TASK PROMPT:
Reproduce only the stretch from "Please locate the overcast" through "[1, 1, 602, 198]", substituting "clear sky" for "overcast sky" and leaving every other character of those rows untouched.

START RECORDS FOR THIS TASK

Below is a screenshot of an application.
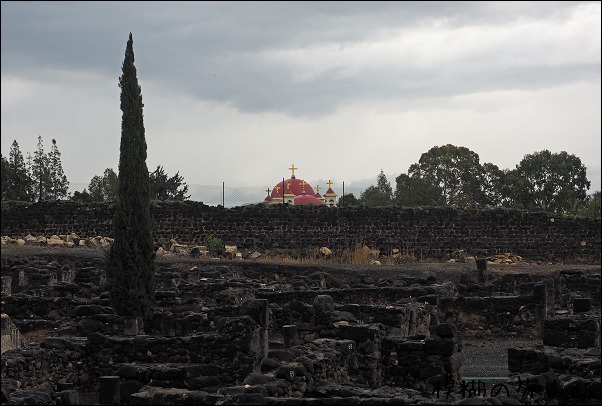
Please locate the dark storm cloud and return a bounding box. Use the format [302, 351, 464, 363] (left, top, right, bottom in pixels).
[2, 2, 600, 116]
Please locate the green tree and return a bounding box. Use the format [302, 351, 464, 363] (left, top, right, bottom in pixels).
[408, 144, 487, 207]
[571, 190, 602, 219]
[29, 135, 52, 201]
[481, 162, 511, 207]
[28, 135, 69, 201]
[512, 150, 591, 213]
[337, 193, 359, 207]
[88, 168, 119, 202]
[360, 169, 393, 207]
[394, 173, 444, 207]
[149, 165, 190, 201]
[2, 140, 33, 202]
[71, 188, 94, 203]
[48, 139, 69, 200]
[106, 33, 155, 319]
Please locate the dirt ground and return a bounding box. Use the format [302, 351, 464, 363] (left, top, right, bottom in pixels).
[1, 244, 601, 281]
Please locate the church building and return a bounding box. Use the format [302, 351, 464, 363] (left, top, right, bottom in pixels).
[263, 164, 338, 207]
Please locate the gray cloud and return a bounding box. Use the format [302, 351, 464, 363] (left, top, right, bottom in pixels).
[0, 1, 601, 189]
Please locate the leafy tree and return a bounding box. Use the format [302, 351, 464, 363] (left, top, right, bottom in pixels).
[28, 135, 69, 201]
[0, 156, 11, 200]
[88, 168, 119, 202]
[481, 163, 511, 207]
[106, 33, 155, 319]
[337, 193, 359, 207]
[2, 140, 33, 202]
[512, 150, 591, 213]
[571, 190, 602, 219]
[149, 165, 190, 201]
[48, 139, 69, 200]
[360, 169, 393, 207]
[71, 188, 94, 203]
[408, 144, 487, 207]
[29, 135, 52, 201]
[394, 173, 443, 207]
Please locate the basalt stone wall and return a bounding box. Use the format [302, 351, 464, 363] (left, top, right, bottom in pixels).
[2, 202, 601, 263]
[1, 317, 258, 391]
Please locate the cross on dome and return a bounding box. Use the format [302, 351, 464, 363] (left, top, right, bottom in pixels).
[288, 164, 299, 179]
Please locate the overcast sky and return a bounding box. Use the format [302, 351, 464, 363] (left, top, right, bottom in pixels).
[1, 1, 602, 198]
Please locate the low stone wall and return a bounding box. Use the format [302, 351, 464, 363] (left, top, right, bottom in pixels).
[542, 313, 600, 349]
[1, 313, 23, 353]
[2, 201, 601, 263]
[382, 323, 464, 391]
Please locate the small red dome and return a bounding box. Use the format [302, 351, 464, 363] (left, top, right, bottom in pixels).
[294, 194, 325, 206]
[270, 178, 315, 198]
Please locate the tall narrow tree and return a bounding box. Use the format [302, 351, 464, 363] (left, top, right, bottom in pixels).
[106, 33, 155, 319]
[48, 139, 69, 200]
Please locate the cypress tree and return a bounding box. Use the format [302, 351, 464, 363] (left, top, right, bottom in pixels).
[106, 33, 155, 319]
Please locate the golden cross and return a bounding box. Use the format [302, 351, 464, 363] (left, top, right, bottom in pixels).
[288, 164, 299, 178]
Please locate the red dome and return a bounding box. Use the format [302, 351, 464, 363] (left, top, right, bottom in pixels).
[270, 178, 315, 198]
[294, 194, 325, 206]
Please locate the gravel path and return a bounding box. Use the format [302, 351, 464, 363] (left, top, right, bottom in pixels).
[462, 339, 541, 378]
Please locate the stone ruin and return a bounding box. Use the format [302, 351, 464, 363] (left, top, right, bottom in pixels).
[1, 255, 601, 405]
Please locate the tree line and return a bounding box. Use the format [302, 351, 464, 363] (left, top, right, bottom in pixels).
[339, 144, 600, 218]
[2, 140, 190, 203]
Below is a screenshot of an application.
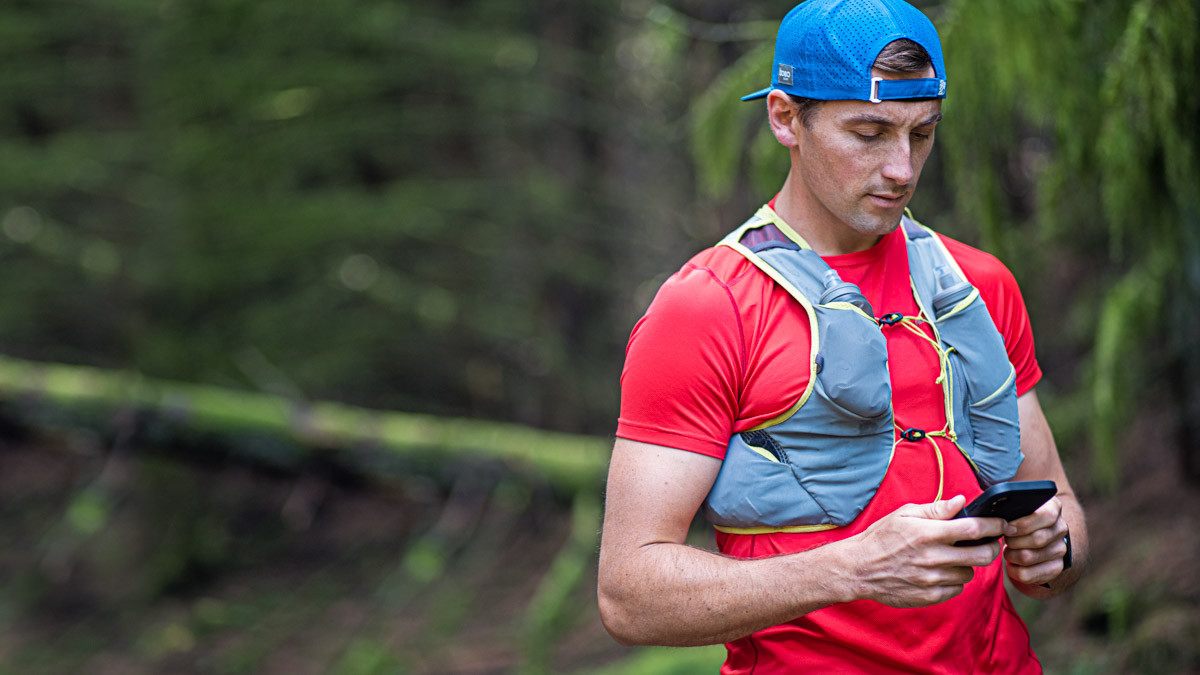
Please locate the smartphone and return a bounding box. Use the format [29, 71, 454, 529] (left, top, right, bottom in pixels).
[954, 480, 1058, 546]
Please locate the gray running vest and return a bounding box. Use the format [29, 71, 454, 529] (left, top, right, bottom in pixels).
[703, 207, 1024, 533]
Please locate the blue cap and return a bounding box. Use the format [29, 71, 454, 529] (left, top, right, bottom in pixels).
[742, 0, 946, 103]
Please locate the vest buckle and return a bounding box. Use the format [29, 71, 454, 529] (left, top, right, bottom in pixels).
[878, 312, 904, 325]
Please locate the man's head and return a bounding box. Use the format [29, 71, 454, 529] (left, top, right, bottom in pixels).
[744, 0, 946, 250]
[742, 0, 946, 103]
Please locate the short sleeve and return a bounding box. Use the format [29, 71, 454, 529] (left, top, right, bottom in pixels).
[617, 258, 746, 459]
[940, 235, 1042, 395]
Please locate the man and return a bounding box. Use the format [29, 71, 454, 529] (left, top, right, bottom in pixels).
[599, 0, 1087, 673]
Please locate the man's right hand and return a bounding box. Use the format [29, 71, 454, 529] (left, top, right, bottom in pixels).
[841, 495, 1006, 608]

END RECORDS FOR THIS TASK

TASK RESPONSE:
Please locate the clear sky and return a bounding box. Use the format [302, 351, 464, 363] (left, top, right, bottom in pixels).
[1, 1, 602, 198]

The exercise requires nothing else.